# [Short exercise]
In the passage on cable coverage data below, which firm supplied the Canadian and Mexican coverage and subscription figures?

# [Extract]
● ● ● ●

In fact, there are several problems with the data on offer from Warren, including the fact that it relies only on information provided by NCTA members, ignoring overbuilders and much smaller systems which still meet the 36-channel requirement, as well as the incentive of NCTA members to understate their coverage and take rates to avoid further regulatory scrutiny. These problems also impact the data reported by Nielsen Media Research and Kagan Research, as well as the fact that they involve more estimation than the Warren numbers, since Warren Communications News tends to be treated by the cable industry as a very industry-friendly, tame trade press venue and cable operators therefore provide more proprietary data to it than to the other reporting services. It was a cable industry blunder of the first order that it provided to Warren in the first place the data which it then forced Warren to try to discredit.

The question remains however: is there a reliable source of data on cable coverage and take rates in the U.S.? Answering this required, first, determining a source to which the cable industry would have little incentive to lie about either matter. ABI Research collects data from U.S., Canadian, and Mexican cable providers, including overbuilders and smaller system providers, on coverage and subscription in North America. The U.S. providers have hugely less incentive to lie about these figures because they are merged with the Canadian and Mexican data and, thus, do not on first look provide a ready gauge of the U.S. situation. If it were possible to determine the values of the Canadian and Mexican coverage and subscription data and subtract it from the ABI North American data, the remainder would be the numbers provided by the U.S. cable industry in a venue where they had hugely less incentive to lie about them and in which under-reported overbuilders and smaller providers would be represented. The Australian international cable and broadband reporting firm, Paul Budde Communications Pty., Ltd., proved to be precisely such a source of the Canadian and Mexican data. Being a reporter which does not fixate on the U.S. market, Budde is less likely to be susceptible to the kinds to pressures to which U.S. reporters are subject from the cable industry, and Budde’s international reporting is highly regarded among industry analysts. The ABI Research North American coverage and subscription data and the Paul Budde Communications Pty., Ltd, data for Canada and Mexico were obtained.

● ● ● ●

# [Information shown]
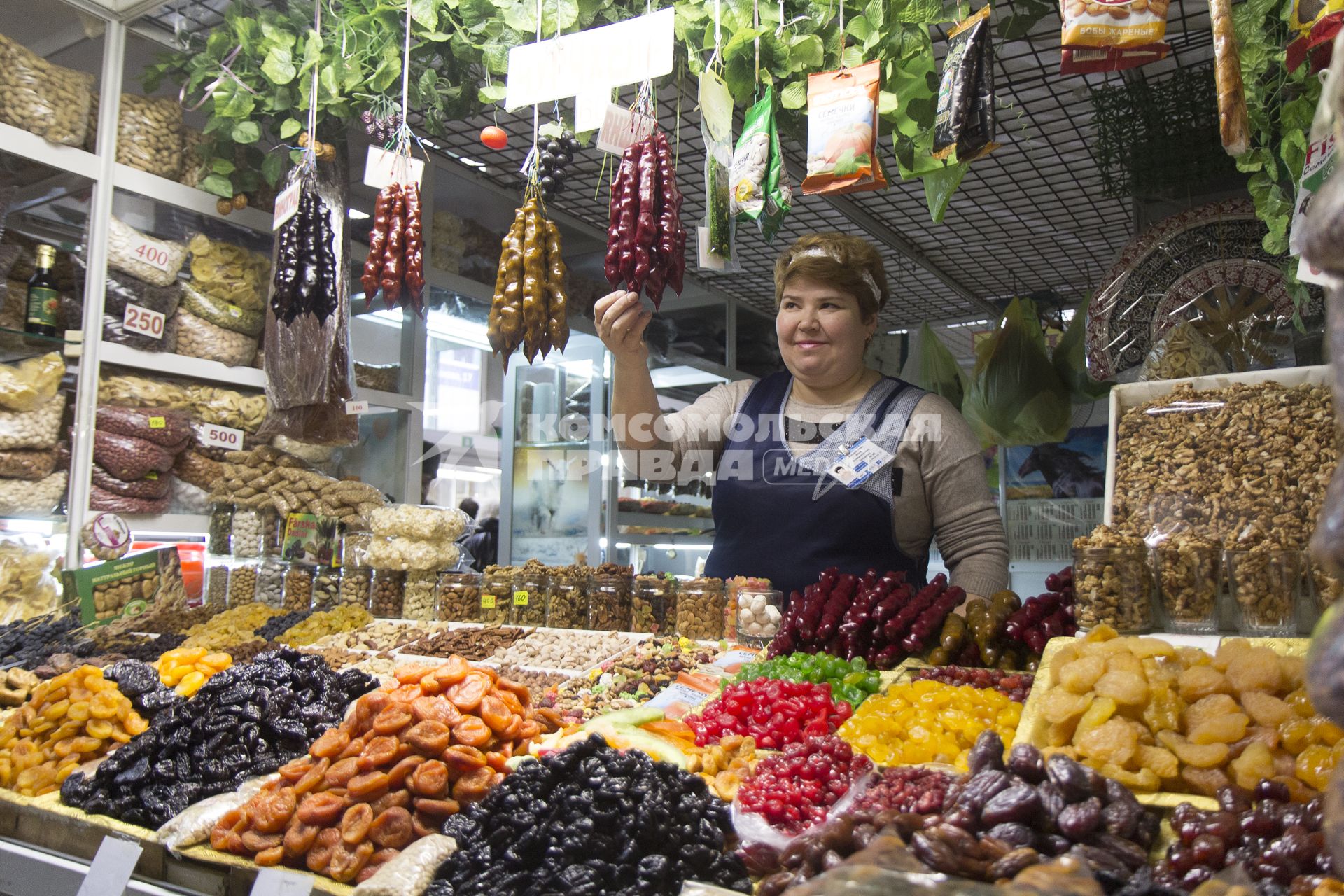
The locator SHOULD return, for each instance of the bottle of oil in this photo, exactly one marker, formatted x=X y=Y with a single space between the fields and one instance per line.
x=43 y=298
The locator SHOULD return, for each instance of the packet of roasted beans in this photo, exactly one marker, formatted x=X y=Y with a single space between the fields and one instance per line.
x=1113 y=23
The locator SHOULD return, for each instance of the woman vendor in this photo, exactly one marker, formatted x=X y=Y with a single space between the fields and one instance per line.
x=830 y=463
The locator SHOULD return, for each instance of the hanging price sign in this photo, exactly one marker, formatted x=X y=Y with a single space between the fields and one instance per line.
x=143 y=321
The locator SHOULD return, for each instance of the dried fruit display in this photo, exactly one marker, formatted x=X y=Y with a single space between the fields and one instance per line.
x=531 y=302
x=1161 y=718
x=929 y=722
x=66 y=720
x=1007 y=817
x=879 y=618
x=1278 y=844
x=794 y=790
x=776 y=713
x=248 y=720
x=410 y=755
x=645 y=242
x=561 y=825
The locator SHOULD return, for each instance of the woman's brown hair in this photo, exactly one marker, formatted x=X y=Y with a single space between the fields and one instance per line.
x=851 y=264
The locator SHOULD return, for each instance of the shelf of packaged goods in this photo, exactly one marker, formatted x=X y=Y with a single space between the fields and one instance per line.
x=182 y=365
x=20 y=143
x=664 y=522
x=183 y=197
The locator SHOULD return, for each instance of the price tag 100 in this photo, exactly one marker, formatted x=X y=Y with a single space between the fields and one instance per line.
x=222 y=437
x=144 y=321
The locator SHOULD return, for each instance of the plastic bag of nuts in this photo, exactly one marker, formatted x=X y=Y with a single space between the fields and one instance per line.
x=1113 y=582
x=458 y=597
x=35 y=429
x=388 y=593
x=153 y=261
x=420 y=596
x=1189 y=582
x=43 y=99
x=150 y=134
x=699 y=609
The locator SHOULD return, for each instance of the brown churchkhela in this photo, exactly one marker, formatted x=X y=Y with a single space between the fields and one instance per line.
x=530 y=307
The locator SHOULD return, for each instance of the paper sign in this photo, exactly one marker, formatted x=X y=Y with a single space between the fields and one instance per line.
x=622 y=128
x=109 y=872
x=213 y=435
x=273 y=881
x=600 y=58
x=143 y=321
x=286 y=204
x=382 y=168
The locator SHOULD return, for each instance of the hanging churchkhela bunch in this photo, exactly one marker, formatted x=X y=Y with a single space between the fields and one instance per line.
x=645 y=242
x=530 y=307
x=396 y=261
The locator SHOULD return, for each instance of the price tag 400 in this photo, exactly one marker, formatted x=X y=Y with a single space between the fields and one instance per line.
x=144 y=321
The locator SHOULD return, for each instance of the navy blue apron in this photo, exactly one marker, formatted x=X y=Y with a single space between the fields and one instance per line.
x=772 y=520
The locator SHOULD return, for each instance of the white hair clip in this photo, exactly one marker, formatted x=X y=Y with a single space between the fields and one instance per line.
x=820 y=251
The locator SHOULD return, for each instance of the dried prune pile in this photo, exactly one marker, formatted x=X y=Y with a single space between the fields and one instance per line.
x=248 y=720
x=280 y=625
x=592 y=821
x=1002 y=818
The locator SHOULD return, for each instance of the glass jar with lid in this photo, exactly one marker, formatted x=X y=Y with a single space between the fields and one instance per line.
x=458 y=597
x=654 y=605
x=699 y=609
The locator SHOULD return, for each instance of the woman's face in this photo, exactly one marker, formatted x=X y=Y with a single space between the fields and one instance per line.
x=822 y=332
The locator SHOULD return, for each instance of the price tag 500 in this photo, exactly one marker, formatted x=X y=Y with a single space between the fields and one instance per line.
x=144 y=321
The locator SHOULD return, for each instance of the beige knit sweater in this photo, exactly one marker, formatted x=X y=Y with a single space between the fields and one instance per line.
x=942 y=496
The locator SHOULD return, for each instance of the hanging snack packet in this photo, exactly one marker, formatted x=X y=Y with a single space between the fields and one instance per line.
x=761 y=191
x=843 y=131
x=1113 y=23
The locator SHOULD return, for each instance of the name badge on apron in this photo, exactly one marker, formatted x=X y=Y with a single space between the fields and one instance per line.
x=859 y=463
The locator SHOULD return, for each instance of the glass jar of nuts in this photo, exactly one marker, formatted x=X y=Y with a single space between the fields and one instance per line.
x=1113 y=582
x=496 y=594
x=654 y=603
x=458 y=597
x=531 y=586
x=388 y=594
x=1265 y=582
x=1190 y=578
x=421 y=596
x=699 y=609
x=610 y=597
x=566 y=608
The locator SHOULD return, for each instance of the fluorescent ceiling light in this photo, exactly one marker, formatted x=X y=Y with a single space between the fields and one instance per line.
x=683 y=375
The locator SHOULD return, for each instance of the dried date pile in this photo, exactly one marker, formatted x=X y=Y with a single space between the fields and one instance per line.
x=565 y=825
x=246 y=720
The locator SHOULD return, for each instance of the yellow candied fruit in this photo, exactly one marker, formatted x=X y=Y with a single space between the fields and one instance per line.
x=929 y=722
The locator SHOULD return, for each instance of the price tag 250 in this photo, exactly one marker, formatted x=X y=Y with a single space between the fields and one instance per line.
x=144 y=321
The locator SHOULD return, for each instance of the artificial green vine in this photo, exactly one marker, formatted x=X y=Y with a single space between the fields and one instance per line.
x=460 y=54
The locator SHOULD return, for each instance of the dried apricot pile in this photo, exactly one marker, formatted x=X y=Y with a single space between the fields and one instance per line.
x=409 y=757
x=920 y=722
x=1161 y=718
x=70 y=719
x=186 y=669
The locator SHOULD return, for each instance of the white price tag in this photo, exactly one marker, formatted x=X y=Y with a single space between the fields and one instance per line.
x=109 y=872
x=286 y=204
x=382 y=168
x=144 y=321
x=273 y=881
x=622 y=128
x=222 y=437
x=859 y=463
x=152 y=254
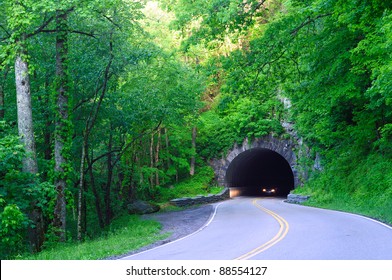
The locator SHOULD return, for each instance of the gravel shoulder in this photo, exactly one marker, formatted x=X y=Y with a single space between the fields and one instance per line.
x=178 y=223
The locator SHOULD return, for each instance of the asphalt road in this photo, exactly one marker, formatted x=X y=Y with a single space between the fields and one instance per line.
x=268 y=228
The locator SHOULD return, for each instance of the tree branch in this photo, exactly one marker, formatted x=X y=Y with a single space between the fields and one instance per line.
x=308 y=21
x=70 y=31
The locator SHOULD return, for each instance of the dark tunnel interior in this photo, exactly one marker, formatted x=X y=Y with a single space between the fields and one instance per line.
x=257 y=169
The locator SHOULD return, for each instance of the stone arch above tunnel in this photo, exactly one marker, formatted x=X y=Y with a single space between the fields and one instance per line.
x=242 y=158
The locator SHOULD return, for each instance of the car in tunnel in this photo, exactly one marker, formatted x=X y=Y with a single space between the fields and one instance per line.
x=269 y=190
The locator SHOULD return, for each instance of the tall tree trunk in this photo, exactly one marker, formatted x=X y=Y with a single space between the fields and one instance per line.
x=2 y=94
x=151 y=161
x=80 y=229
x=98 y=206
x=193 y=160
x=108 y=208
x=25 y=116
x=157 y=183
x=26 y=133
x=62 y=130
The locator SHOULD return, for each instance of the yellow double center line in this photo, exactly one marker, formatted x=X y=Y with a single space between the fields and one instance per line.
x=283 y=230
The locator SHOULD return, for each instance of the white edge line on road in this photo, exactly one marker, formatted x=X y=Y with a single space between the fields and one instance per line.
x=189 y=235
x=347 y=213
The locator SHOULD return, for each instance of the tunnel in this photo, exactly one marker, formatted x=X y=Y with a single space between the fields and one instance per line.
x=257 y=169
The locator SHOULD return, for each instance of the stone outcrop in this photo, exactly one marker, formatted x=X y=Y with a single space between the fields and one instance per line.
x=284 y=147
x=201 y=199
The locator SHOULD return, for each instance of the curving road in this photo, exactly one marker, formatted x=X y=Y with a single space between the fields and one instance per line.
x=268 y=228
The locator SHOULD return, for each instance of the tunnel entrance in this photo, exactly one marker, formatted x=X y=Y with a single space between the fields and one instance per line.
x=255 y=172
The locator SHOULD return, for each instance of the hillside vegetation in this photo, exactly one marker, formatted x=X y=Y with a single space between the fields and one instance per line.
x=105 y=102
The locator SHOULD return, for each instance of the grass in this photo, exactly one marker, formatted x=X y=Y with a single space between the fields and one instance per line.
x=199 y=184
x=126 y=234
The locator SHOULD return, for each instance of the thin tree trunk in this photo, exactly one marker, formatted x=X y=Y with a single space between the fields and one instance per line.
x=80 y=231
x=2 y=94
x=98 y=206
x=26 y=133
x=157 y=183
x=193 y=160
x=25 y=116
x=62 y=125
x=108 y=209
x=151 y=161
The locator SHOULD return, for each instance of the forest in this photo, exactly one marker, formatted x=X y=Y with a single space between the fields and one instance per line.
x=106 y=101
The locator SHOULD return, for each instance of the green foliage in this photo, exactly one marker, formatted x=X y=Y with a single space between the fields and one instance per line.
x=199 y=184
x=233 y=121
x=126 y=233
x=12 y=230
x=364 y=186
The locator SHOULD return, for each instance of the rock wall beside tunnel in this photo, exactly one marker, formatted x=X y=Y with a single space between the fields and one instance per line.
x=285 y=148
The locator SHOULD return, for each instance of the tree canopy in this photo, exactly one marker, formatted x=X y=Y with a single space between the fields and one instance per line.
x=127 y=96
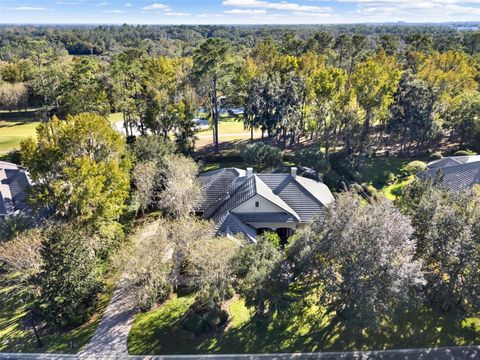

● ● ● ●

# [Exercise response]
Paul Budde Communications Pty., Ltd., an Australian international cable and broadband reporting firm.